* **WHAT YOU WILL DO**:
Repeat each line of the material below exactly as it appears, minus any pictures.

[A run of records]
——————————

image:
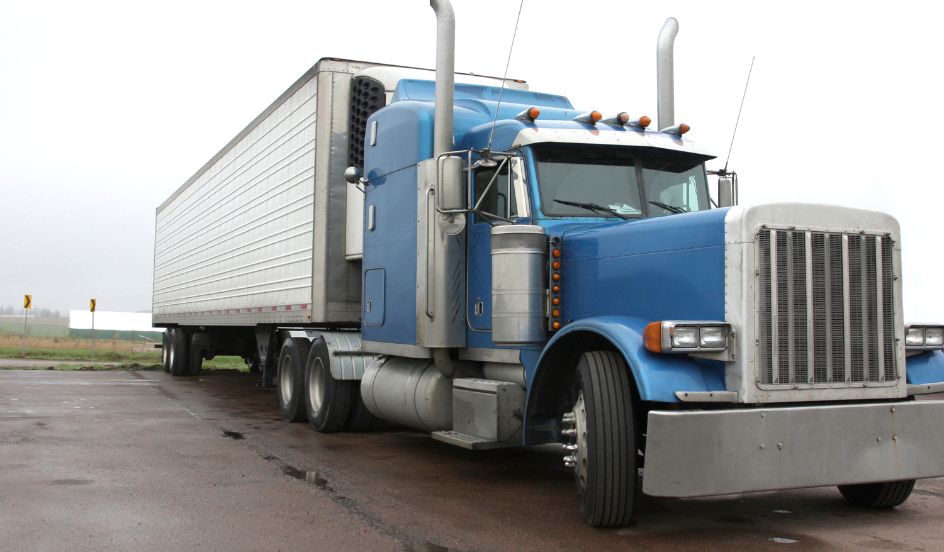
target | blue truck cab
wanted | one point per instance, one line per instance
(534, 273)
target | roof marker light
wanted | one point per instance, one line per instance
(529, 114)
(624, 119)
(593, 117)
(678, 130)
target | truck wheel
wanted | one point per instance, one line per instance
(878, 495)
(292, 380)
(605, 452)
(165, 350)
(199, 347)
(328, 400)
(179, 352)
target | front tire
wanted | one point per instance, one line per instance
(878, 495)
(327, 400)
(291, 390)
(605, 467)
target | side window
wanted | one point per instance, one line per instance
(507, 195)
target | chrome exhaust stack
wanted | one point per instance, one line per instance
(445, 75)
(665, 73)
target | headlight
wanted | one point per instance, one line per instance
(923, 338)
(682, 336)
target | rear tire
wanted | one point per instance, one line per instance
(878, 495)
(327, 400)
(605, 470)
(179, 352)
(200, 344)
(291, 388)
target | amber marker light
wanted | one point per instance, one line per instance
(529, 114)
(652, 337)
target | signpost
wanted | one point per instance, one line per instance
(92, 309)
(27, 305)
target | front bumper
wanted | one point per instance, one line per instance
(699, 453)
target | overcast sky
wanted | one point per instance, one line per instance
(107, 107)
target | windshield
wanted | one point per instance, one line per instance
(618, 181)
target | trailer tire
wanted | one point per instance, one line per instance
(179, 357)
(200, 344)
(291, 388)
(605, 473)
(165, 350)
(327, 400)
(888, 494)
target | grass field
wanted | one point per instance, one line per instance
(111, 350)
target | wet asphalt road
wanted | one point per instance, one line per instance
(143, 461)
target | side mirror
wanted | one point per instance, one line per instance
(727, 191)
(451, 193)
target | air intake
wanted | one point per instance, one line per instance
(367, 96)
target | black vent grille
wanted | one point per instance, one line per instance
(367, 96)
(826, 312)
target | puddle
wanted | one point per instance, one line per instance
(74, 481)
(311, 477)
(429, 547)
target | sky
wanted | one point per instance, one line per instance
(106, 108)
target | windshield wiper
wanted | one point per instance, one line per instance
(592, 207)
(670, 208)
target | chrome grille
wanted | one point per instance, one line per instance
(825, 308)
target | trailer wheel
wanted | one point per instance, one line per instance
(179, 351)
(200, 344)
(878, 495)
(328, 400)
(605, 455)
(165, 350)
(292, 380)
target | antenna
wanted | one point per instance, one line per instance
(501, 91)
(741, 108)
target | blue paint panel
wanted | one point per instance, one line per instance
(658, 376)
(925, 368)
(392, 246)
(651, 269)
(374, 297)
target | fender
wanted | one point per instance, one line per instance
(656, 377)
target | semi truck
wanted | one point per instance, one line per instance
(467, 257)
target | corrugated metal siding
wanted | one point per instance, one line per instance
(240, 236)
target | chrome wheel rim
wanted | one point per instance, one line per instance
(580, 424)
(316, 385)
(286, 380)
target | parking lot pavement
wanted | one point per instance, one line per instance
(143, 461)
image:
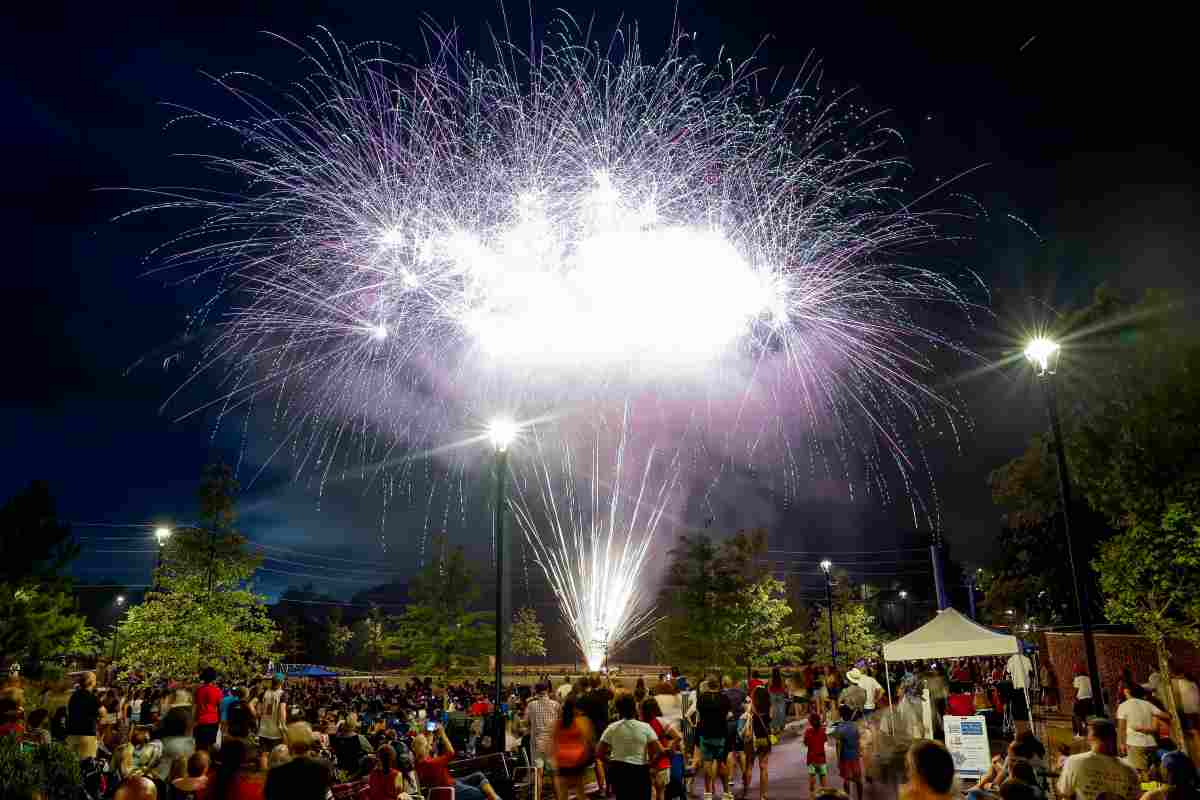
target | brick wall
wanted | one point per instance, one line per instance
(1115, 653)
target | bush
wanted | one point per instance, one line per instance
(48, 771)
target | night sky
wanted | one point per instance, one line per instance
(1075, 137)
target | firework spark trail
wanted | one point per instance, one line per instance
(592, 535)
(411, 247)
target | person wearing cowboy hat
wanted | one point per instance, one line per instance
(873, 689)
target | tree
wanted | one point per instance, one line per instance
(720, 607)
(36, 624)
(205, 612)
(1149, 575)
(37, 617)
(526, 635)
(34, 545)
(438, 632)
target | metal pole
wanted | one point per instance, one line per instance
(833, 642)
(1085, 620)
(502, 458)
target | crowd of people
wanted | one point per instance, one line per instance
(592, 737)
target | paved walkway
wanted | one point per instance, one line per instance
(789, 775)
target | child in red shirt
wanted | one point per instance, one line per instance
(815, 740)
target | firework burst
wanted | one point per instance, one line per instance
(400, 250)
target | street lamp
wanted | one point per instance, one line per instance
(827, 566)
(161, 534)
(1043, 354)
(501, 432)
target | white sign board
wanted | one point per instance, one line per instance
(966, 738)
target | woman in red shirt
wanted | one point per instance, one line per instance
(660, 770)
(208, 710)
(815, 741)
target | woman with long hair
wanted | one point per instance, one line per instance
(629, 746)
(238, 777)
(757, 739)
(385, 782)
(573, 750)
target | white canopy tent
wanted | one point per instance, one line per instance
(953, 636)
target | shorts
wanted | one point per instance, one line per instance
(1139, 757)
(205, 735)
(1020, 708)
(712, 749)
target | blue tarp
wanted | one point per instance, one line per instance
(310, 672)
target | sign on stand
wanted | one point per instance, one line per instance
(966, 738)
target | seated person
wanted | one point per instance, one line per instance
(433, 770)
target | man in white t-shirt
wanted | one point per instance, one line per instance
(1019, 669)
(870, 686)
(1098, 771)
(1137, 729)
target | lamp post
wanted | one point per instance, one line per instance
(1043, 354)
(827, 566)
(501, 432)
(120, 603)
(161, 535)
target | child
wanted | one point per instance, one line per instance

——————————

* **ANSWER TO THIS TASK**:
image:
target | blue truck cab
wanted | one point per instance, one line per instance
(534, 273)
target | roof marker light
wanted | one point per instance, one line per instance
(529, 114)
(624, 119)
(593, 117)
(678, 130)
target | truck wheel
wanted | one point per instance, one line per instance
(878, 495)
(292, 380)
(605, 452)
(165, 350)
(199, 347)
(328, 400)
(179, 352)
target | front tire
wanted | one point per instance, one line per instance
(878, 495)
(327, 400)
(291, 390)
(605, 467)
target | side window
wanted | one point per instance, one line per instance
(507, 195)
target | chrome exhaust stack
wanted | one point per instance, one line per instance
(445, 75)
(665, 73)
target | headlight
wanted | one point per instance, one line per instance
(923, 338)
(682, 336)
target | rear tire
wanted | one point per instance, one line per instance
(878, 495)
(327, 400)
(605, 470)
(179, 352)
(200, 344)
(291, 388)
target | amber marker light
wanted | one point per instance, one line per instance
(529, 114)
(652, 337)
target | signpost
wanted | one point per instance, one line per instance
(92, 309)
(27, 305)
target | front bumper
wanted | one point per instance, one line per instance
(699, 453)
target | overcast sky
wanted | one point per instance, one line per instance
(107, 107)
target | windshield
wanted | one point per instance, one line per instance
(618, 181)
target | trailer tire
wanted | one point per instance, one line per instance
(179, 357)
(200, 344)
(291, 388)
(605, 473)
(165, 350)
(327, 400)
(888, 494)
target | grass field
wanted | one point per instance, one line per instance
(111, 350)
target | wet asphalt road
wanted | one point per instance, one line per instance
(143, 461)
target | side mirror
wanted | one point per instance, one line per instance
(727, 191)
(451, 193)
target | air intake
wanted | one point per instance, one line per instance
(367, 96)
target | black vent grille
wanted | one point per instance, one line per instance
(367, 96)
(826, 312)
target | puddle
wanted | one point per instance, one line per instance
(74, 481)
(311, 477)
(429, 547)
target | sky
wanted | one point per instance, one line per instance
(106, 108)
target | windshield wiper
wanted | one point per instance, one line per instance
(592, 207)
(670, 208)
target | chrome grille
wanted | one point per instance, one line per instance
(825, 308)
target | trailer wheel
wanted | one point per instance, one line per instance
(179, 351)
(200, 344)
(878, 495)
(328, 400)
(605, 455)
(165, 350)
(292, 380)
target | antenna
wanted | one point per instance, one line per instance
(501, 91)
(741, 108)
target | blue paint panel
wanted | one point per instance, one line per instance
(658, 376)
(925, 368)
(392, 246)
(651, 269)
(374, 297)
target | fender
wanted | one point per instance, one line per instance
(656, 377)
target | semi truck
wanted | one point per instance, one line per instance
(467, 257)
target | corrugated metal siding
wanted | one point per instance, one line per instance
(240, 236)
target | chrome wheel rim
wanted | one point per instance, one line per instance
(580, 424)
(316, 385)
(286, 380)
target | parking lot pavement
wanted | one point per instance, one line per instance
(143, 461)
image:
target | brick wall
wanted | one point per instance, one line per instance
(1115, 653)
target | bush
wanted | one point per instance, one line per instance
(48, 771)
target | night sky
wanted | one point per instance, one line per instance
(1075, 137)
target | firework spark trail
wanted | one point per instance, one line per instance
(592, 535)
(411, 247)
target | person wearing cowboy hat
wanted | one point per instance, one line per instance
(873, 689)
target | tree
wanted | one point per instance, one line per instance
(720, 607)
(36, 624)
(205, 612)
(1149, 575)
(37, 617)
(526, 635)
(34, 545)
(438, 632)
target | metal pole
wanted | one point per instance, one line per instance
(833, 642)
(1085, 620)
(502, 458)
target | crowd of people
wanted | one point per instance, one line per instance
(592, 737)
target | paved walkway
wanted | one point per instance, one line per instance
(789, 775)
target | child in red shirt
wanted | one point per instance, one line per instance
(815, 740)
target | firework burst
wanted | one point per instance, one line per instance
(400, 250)
target | street lamp
wanted | one point per instance, one line per instance
(827, 566)
(161, 534)
(1043, 354)
(501, 432)
target | white sign board
wanted | one point per instance, one line per instance
(966, 738)
target | woman in red shirt
wanted | one point per instance, one line per instance
(660, 770)
(208, 710)
(815, 741)
target | woman with long hair
wanted | one point per instance, one line per instance
(629, 746)
(238, 777)
(757, 739)
(385, 782)
(573, 750)
target | white canopy tent
wanted | one point per instance, one line per instance
(953, 636)
target | shorts
wanted | one point per instance, one line per instance
(1139, 757)
(205, 735)
(1020, 708)
(712, 749)
target | blue tarp
wanted | one point per instance, one line per instance
(310, 672)
target | sign on stand
wanted | one point per instance, one line per instance
(966, 738)
target | seated person
wanted | one point per instance, one line per instance
(433, 770)
target | man in white t-shirt
wanted | one point per instance, one line per instance
(1019, 669)
(870, 686)
(1098, 771)
(1137, 729)
target | lamp post
wanted | one point per instance, one line per instance
(1043, 354)
(827, 566)
(501, 432)
(120, 603)
(161, 535)
target | child
wanted | one point per instance, one line per instance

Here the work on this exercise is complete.